• Problem set:
- a) From the article on Neil Young and The Sadies, write out the passage starting at "When Young finally" and ending at "an acoustic guitar.".
- b) In the article on Neil Young and The Sadies, which musical styles did The Band and Bob Dylan meld with new compositions during their collaboration? List them.

• Reading passage:
* * * * *

|Neil Young, Garth Hudson and Peter J. Moore, backed by the Sadies outside Moore's studio.|
My buddy Rad Jen posted this on Facebook this weekend, and I thought that it was so brilliant that I had to share. Greg Quill, entertainment reporter for the Toronto Star, penned this wonderful essay on Neil Young and The Sadies recording the Bob Dyaln/Rick Danko classic "This Wheel's on Fire" for the album A Canadian Celebration of The Band, which was released in November 16.
This Neil’s on Fire: A classic cut reborn
Those who know him say Neil Young never begins a new recording project before cleansing his musical soul by immersing himself in The Basement Tapes, those seminal 1965 recordings of one of rock’s overwhelming Big Bang moments, when The Band – formerly The Hawks, from Toronto – and Bob Dylan, recuperating from a motorcycle accident near Woodstock, N.Y., undertook a stunningly fruitful 100-song collaboration, melding new compositions with country music, folk music, blues, rock ‘n’ roll and R&B, and redefining the forms, functions, language and boundaries of popular American music.
So, when Young turned up one morning in April 2009 at the west-end Toronto studio of award-winning music producer/engineer Peter J. Moore to add his contribution to a collection of some great and some lesser known Band songs — recorded during the past three years by a number of Canada’s prominent pop, rock and folk acts, selected and arranged by The Band’s legendary keyboardist Garth Hudson, and released last week as A Canadian Celebration of The Band, on the Curve Music label — it was appropriate that a particularly potent talisman, the original Big Pink basement tape recording of the Dylan-Rick Danko composition, “This Wheel’s On Fire,” was positioned decorously on the studio’s fireplace mantel, oozing mojo.
Young and Toronto country-rock outfit The Sadies were about to lay into what may well be the best version of the song — recorded by everyone from Ian & Sylvia to Siouxsie and the Banshees, and also known as the theme song to Absolutely Fabulous — ever recorded, and certainly the album’s money cut.
“They had intended to record it with acoustic instruments,” Moore says, recalling some of the dozens of amusing, cathartic, frustrating and catastrophic events that occurred during the lengthy recording project, the brainchild of Hudson and his wife/manager, Maud, who live in upstate New York.
“And Neil was supposed to record his bit four months earlier, but performance schedules and a sore throat kept pushing it back.”
When Young finally did show up – his three tour buses took up an entire block of the narrow residential street on which Moore’s studio is situated – it was on a travel day between concerts in Kingston and London. And he had no intention of playing an acoustic guitar.
“There’s a knock at the door, and Larry Cragg, Neil’s guitar technician, is standing there, asking how he can get ‘the rig’ into the studio,” Moore says.

* * * * *

• Data shown:
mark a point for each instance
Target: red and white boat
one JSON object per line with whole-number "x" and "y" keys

* * * * *

• Outputs in order:
- a)
When Young finally did show up – his three tour buses took up an entire block of the narrow residential street on which Moore’s studio is situated – it was on a travel day between concerts in Kingston and London. And he had no intention of playing an acoustic guitar.

- b)
country music
folk music
blues
rock ‘n’ roll
R&B